Reproduce the listing exactly and skip over any pictures.

| Extracted data |

********

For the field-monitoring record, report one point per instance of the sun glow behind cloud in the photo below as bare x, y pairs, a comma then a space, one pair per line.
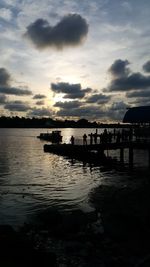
51, 53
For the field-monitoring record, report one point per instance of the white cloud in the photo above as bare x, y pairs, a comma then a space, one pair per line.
5, 14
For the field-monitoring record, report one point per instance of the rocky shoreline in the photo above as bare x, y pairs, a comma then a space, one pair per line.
116, 233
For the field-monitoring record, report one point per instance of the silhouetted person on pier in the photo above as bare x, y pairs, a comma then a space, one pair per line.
118, 137
95, 138
91, 138
84, 139
72, 140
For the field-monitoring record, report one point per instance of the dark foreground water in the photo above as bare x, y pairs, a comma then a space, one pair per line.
31, 180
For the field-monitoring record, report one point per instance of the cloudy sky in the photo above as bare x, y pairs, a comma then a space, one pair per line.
72, 59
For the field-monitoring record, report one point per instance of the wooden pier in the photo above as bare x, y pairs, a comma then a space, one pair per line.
98, 152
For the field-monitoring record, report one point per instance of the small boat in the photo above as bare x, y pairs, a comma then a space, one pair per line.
54, 136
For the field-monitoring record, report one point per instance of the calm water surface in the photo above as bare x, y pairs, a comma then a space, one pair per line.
31, 180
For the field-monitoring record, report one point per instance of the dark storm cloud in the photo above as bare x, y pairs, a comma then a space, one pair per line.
124, 80
3, 99
119, 68
84, 111
14, 91
117, 110
17, 106
39, 96
39, 103
98, 98
6, 88
4, 77
146, 66
71, 91
134, 81
37, 112
69, 31
143, 94
68, 105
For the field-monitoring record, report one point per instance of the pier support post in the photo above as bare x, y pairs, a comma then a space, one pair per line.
121, 154
131, 156
149, 158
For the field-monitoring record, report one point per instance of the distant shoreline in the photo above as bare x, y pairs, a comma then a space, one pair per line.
17, 122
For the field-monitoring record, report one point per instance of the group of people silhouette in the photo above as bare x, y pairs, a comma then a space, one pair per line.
105, 137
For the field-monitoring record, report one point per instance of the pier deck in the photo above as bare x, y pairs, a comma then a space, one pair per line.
96, 152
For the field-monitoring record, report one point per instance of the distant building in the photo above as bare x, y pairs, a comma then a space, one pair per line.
138, 115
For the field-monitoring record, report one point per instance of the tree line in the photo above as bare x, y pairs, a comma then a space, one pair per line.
22, 122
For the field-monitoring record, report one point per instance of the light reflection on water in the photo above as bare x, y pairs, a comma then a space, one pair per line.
31, 180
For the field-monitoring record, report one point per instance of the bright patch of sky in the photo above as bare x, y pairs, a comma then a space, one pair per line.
74, 42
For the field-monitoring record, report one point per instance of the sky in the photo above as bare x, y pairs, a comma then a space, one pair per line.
73, 59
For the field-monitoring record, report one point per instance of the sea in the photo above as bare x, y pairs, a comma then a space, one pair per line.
32, 180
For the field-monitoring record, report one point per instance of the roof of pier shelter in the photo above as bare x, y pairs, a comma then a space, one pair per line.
137, 115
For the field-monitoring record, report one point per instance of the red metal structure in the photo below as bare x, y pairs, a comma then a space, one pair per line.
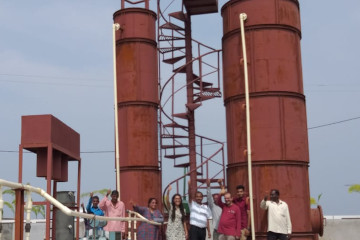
138, 101
277, 105
55, 144
195, 79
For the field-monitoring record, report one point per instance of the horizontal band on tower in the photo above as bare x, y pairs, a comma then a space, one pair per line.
136, 40
265, 94
263, 27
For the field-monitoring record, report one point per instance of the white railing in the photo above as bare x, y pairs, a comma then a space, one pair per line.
137, 217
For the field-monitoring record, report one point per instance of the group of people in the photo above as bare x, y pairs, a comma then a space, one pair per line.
231, 218
112, 207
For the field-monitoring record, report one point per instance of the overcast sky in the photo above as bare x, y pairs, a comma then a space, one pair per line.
56, 58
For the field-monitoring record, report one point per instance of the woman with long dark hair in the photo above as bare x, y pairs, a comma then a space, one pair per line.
147, 231
176, 227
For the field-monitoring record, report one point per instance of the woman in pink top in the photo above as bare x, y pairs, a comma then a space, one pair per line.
113, 208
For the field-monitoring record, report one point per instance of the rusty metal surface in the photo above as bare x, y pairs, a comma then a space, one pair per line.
38, 131
55, 144
194, 7
280, 151
138, 100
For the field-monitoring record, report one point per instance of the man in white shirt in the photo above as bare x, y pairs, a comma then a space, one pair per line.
215, 209
279, 223
200, 215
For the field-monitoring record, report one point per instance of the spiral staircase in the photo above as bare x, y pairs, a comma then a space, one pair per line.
193, 70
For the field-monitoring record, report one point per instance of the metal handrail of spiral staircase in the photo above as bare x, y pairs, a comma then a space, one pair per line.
204, 160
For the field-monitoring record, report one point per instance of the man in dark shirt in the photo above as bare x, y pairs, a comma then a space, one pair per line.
243, 203
230, 221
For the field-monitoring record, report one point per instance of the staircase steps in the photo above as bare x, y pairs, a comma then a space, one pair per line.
174, 156
204, 84
181, 69
173, 146
203, 180
178, 15
175, 125
170, 49
170, 38
206, 94
181, 115
182, 165
193, 106
173, 60
173, 136
171, 26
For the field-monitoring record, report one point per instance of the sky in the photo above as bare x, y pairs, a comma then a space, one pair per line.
56, 58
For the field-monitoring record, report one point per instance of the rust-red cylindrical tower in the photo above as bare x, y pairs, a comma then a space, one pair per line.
280, 151
137, 94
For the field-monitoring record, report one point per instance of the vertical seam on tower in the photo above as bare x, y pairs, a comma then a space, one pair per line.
282, 128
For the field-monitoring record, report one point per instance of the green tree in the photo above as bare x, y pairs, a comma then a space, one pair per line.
38, 209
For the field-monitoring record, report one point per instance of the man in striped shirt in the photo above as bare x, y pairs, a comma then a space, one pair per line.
279, 223
200, 215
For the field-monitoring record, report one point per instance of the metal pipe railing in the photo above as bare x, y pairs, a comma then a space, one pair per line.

********

| Reply to the task |
For the field-monitoring record, report one point per instance of the sun glow behind cloud in the photo below as bare x, y pairs, a comma then a space, one pair per line.
51, 53
For the field-monitoring record, report one point per instance of the white cloud in the photo above as bare x, y pairs, a comma then a space, one pair per line.
5, 14
For the field-monitoring record, report one point per instance of the rocky shoreline in the photo above as bare x, y pairs, a comma then a space, one pair per line.
116, 233
For the field-monitoring record, report one point per instance of the silhouetted person on pier in the photo above as bare x, y pairs, a comma then a space, one pair per line.
118, 137
95, 138
91, 138
84, 139
72, 140
For the field-monitoring record, report one point per instance of the dark foreground water in the photo above as bare x, y pairs, a comma then a space, one pair per line.
31, 180
For the field-monitoring record, report one point per instance of the cloudy sky in the photo above as bare x, y pairs, a comma then a space, one pair per line.
72, 59
For the field-monitoring record, report one point per instance of the wooden pier in the photo above as bare x, y pairs, a comma then a space, one pair per line.
98, 152
For the field-monitoring record, report one point per instance of the small boat in the photo above as bare x, y pairs, a comma then a space, one pair per line.
54, 136
For the field-monitoring record, report one point per instance of the calm water surface in the photo above as bare x, y pairs, a comma then a space, one pair per line.
31, 180
For the field-monitoring record, report one point per instance of the dark storm cloud in the photo above as bare x, y pairs, a comma then a space, one pair per line.
124, 80
3, 99
119, 68
84, 111
14, 91
117, 110
17, 106
39, 96
39, 103
98, 98
6, 88
4, 77
146, 66
71, 91
134, 81
37, 112
69, 31
143, 94
68, 105
For the field-monitoring record, report one point per instance of the pier support post in the photo above as bare x, y pairs, a comma then a space, one pair per line.
121, 154
131, 156
149, 158
For the field-monitoring record, report one point per instance of the distant shoreline in the photo above as bare x, y pairs, a comma then a space, one pair per line.
17, 122
For the field-monitoring record, report one point per instance of the group of people silhouette in the photo above as bare x, y pairs, a comma then a space, one pair per line.
105, 137
For the field-monitoring record, report one point per instance of the pier deck in the photo above as bare x, y pairs, a comma then a space, one pair per line.
96, 152
For the field-monitoring record, report one point per instance of the distant building in the photo above as bare x, y pairs, a comma then a space, one pair per line.
138, 115
For the field-monitoring record, report one point per instance of the tree line in the photo above as bare x, y pairs, a comma then a space, one pair per line.
22, 122
For the field-monitoring record, report one point per instance of the light reflection on water in the photo above as bare x, y pairs, a comma then a space, one pair per line.
31, 180
For the field-monitoring record, report one point per instance of the bright patch of sky in the photo above as bare x, y pairs, a comma then a space, one pair per line.
74, 42
For the field-monitoring record, report one point per instance of the sky in the photo above as bare x, y pairs, a comma then a space, one pair per line.
73, 59
For the field-monitoring record, report one point per instance of the sea in the photo above as bare x, y pairs, a comma then a space, one pair per line.
32, 180
For the field-monitoring record, report one point per instance of the roof of pier shelter in the photo above as bare x, y pairs, a comma then a space, one pair per line.
137, 115
For the field-monitoring record, report one point per instance of the red metal structure in the photo below as bare x, y pairs, a comma then a space, one pair per line.
138, 101
277, 105
55, 144
195, 79
For the field-monitoring record, report one point per instance of the horizontal band on tower in the photo above as bare x, y pairs, a comma then a space, one pair per line.
136, 40
265, 94
263, 27
For the field-monitoring record, report one point per instance of the white railing in the photo above as bare x, y pairs, a comma then a space, one pair per line.
137, 217
For the field-monitoring record, report one point per instance of the group of people in the photo above as bare x, y pairs, a comma then a space, one pair per line.
231, 218
112, 207
For the field-monitoring record, report one point per instance of the overcast sky in the photo above as bare x, y pairs, a comma then a space, one pair per line.
56, 58
For the field-monitoring record, report one point per instance of the woman with long dark hair in the photo above as bare x, y pairs, a comma then a space, one pair per line.
147, 231
176, 227
For the field-monitoring record, report one point per instance of the woman in pink top in the photo above as bare x, y pairs, a comma then a space, one pair per line.
113, 208
For the field-monitoring record, report one point per instance of the rusty metal surface in the photo above as bare x, y pairs, a comma then a space, one pair per line.
38, 131
55, 144
194, 7
280, 151
138, 100
For the field-monitoring record, report one point per instance of the man in white shirt in the photo above as bare x, y pairs, a comma then a space, one pair per line.
215, 209
279, 223
200, 215
For the field-monitoring record, report one point per instance of the spiral staircase in the photo above as bare x, y pairs, a comma then a space, one pair per line.
193, 70
For the field-monitoring record, report one point per instance of the metal handrail of spiral staircase in the photo above as bare x, y pairs, a comma then a space, one pair per line.
204, 160
For the field-monitoring record, report one point per instance of the man in dark shirt in the photo above as bare x, y pairs, a comma then a space, one pair per line.
243, 203
230, 221
For the field-monitoring record, report one point per instance of the staircase steps in the photo above as bare x, y pairs, a comma then a space, one pair per line.
174, 156
204, 84
181, 69
173, 146
203, 180
178, 15
175, 125
170, 49
170, 38
206, 94
181, 115
182, 165
193, 106
173, 60
173, 136
171, 26
For the field-monitoring record, report one point per instance of the sky in the photo above as bare x, y pairs, a comma then a space, one pair per line.
56, 58
For the field-monitoring record, report one point per instance of the rust-red cylindrical tower in the photo above as bare x, y pairs, a comma then a space, one pair per line.
280, 151
137, 94
For the field-monitoring record, report one point per instance of the vertical seam on tower in the photo above as bare x, y pairs, a comma then a space, one pair per line.
282, 128
For the field-monitoring record, report one point per instance of the green tree in the photo above as bare x, y pairs, a comma then a space, one pair per line.
38, 209
For the field-monitoring record, report one point per instance of the man in striped shirt in the photo above as bare x, y pairs, a comma then a space, one pair per line.
279, 223
200, 215
For the field-monitoring record, report one point per instance of the metal pipe railing in the photo above as bare x, y pairs, a comma then a space, one pair per line.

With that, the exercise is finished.